НАБОР ЗАДАНИЙ
1: Ответьте на вопросы по отрывку об операции:
(a) Как зовут медсестру, которая встала у изголовья операционного стола?
(b) Что оказалось с осколками, когда началась операция?
(c) Что медсестра показала утром, оголив руку выше локтя?
2: Допишите продолжение отрывка об операции и медсестре Маше. Начните сразу после его последней фразы.

ТЕКСТОВЫЙ БЛОК
'''

Положили меня на операционный стол. Ноги, конечно, привязали, хоть я и обещал не дергаться. У изголовья [210] встала огненноволосая девушка в солдатской гимнастерке - медсестра Маша. Сказала:
- Держитесь за меня, товарищ старший лейтенант, не так больно будет. - И улыбнулась.
Когда началась операция, я сразу почувствовал, что это значит - резать по-живому.
Дальше - хуже. Оказалось, что осколки пробили ткань и врезались в кость. Пришлось их выковыривать, поврежденную кость вычищать. У меня все плыло перед глазами…
Иногда издали доносился голос Маши:
- Кричите, будет легче.
Не знаю, следовал ли ее совету, мне казалось, что я не кричу, во всяком случае сжимал зубы до немоты в скулах. Были секунды, когда я куда-то проваливался, видимо, терял сознание, потом снова начинались муки. Наконец услышал: «Гипс!» - и понял, что операция завершена. Меня отвезли в палату.
Утром Маша появилась в палате, подошла ко мне:
- Как спали?
- Нормально, спасибо.
Она вдруг зарделась, веснушки вспыхнули еще ярче.
- Крепко вы меня вчера обнимали, - смущенно сказала она и оголила руку выше локтя: я увидел черные синяки - следы моих пальцев. Стало невыносимо стыдно.
- Простите, Машенька, - пролепетал я.
- Да уж прощаю, - безоблачно улыбнулась девушка. - Если бы синяки были только на руках… А то тут, - она провела пальцем по талии, - еще хуже.
Я чувствовал себя очень неловко. Думал: «Ах, Машенька, Машенька… И она еще шутит!»

'''

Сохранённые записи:
'''

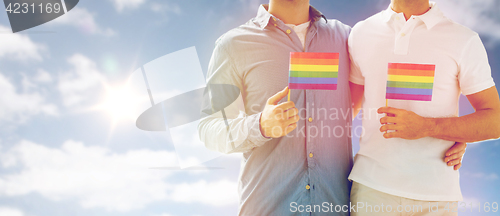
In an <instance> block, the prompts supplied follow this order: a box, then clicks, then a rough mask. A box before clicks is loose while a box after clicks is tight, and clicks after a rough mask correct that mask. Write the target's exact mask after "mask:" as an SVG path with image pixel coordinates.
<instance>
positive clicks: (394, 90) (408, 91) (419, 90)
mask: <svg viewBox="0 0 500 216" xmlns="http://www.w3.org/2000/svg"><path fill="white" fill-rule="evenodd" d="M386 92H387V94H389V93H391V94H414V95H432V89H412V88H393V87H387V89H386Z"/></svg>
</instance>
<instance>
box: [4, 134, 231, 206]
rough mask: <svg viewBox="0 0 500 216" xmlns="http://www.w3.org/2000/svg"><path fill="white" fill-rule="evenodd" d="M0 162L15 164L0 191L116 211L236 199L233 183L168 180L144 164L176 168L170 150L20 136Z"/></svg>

'''
'''

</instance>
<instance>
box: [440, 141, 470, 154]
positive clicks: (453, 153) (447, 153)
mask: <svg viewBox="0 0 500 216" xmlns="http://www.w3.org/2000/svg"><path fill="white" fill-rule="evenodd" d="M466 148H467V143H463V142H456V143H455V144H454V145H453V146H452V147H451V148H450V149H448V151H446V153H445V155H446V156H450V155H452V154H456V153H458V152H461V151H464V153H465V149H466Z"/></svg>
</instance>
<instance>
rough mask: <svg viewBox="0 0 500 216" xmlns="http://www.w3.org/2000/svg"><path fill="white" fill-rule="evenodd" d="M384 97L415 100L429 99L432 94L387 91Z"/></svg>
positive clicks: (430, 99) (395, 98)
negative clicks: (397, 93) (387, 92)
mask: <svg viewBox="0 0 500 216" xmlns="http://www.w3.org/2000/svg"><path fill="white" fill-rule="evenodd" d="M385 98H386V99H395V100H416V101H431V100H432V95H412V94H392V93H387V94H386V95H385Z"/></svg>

'''

ОТВЕТЫ К ЗАДАНИЯМ
1:
(a) Маша.
(b) Осколки пробили ткань и врезались в кость.
(c) Черные синяки, то есть следы пальцев.

2:
А она, приветственно вскинув руки, отошла к соседней койке, где лежал раненый летчик-истребитель, присела на стул.
- Ну, как вы себя чувствуете, товарищ майор?
Раненый ничего не отвечал, молчал. Я видел, как Маша осторожно, очень нежно погладила своей ладошкой его большую руку.
- Все будет хорошо, товарищ майор, - ласково звучал голос девушки, - вы только не волнуйтесь, наш главный - прекрасный хирург…
Майор молчал.
Вскоре я узнал печальную историю моего соседа. Его подбили в жарком воздушном бою над Перекопом, куда он со своей эскадрильей сопровождал штурмовики Ил-2. Четырем парам «яков» пришлось отбивать атаку нескольких [211] десятков «мессеров». И они отбили. Все «илы» вернулись домой, майор сбил одного «мессера», еще одного подбил. Но в какой-то момент ведомый прозевал атаку Ме-109, и самолет комэска был прошит очередью. Мотор «яка» заглох, майора ранило. Истекая кровью, он дотянул до своей территории, посадил самолет в поле, но при посадке машина перевернулась, летчику сильно повредило ноги. Когда его вытащили из самолета, он был без сознания.
Это был крупный, очень сильный мужчина лет тридцати. Руки - что лопаты, на короткой шее - крупная голова с коротким ежиком.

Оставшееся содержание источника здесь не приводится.